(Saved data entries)
'''
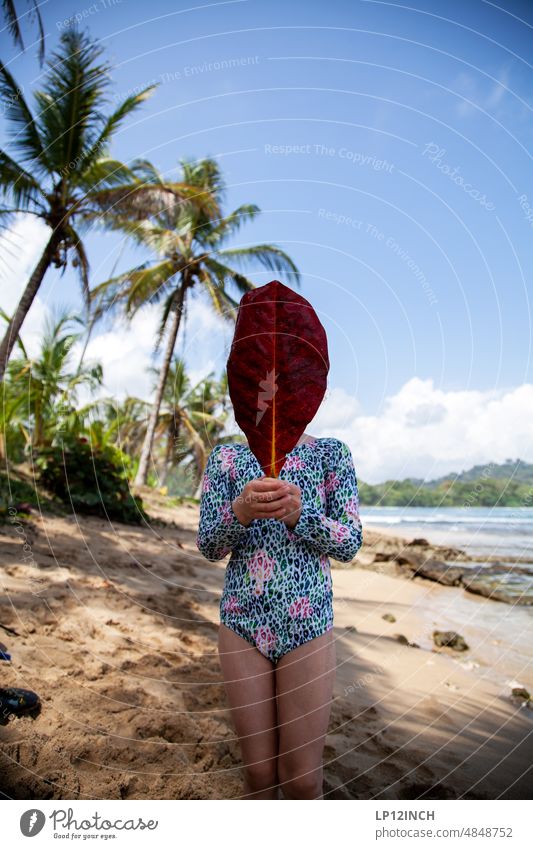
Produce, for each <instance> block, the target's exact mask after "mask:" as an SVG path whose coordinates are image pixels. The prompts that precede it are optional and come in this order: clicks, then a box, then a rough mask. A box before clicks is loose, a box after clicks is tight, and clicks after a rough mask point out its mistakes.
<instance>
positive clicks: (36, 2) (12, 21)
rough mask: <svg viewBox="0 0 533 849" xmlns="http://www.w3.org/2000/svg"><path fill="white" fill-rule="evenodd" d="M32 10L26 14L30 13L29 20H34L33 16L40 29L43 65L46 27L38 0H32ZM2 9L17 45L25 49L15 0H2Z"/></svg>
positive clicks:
'''
§ TASK DESCRIPTION
Each entry above is to be restated exactly, without its images.

§ WRITTEN SOLUTION
Produce, for each <instance> block, the target's exact mask after "mask:" as an SVG path whose coordinates are image pixels. The prompts that precede it are optional and come in this order: clicks, then a box, then a rough mask. A box before clicks is loose, a box after clicks is tight, and clicks after a rough mask point out its mistakes.
<instance>
positive clicks: (36, 2) (12, 21)
rough mask: <svg viewBox="0 0 533 849" xmlns="http://www.w3.org/2000/svg"><path fill="white" fill-rule="evenodd" d="M32 10L26 14L30 13L29 20H34L33 16L40 29L43 65L46 27L38 0H32ZM2 9L17 45L25 49L15 0H2Z"/></svg>
positive clicks:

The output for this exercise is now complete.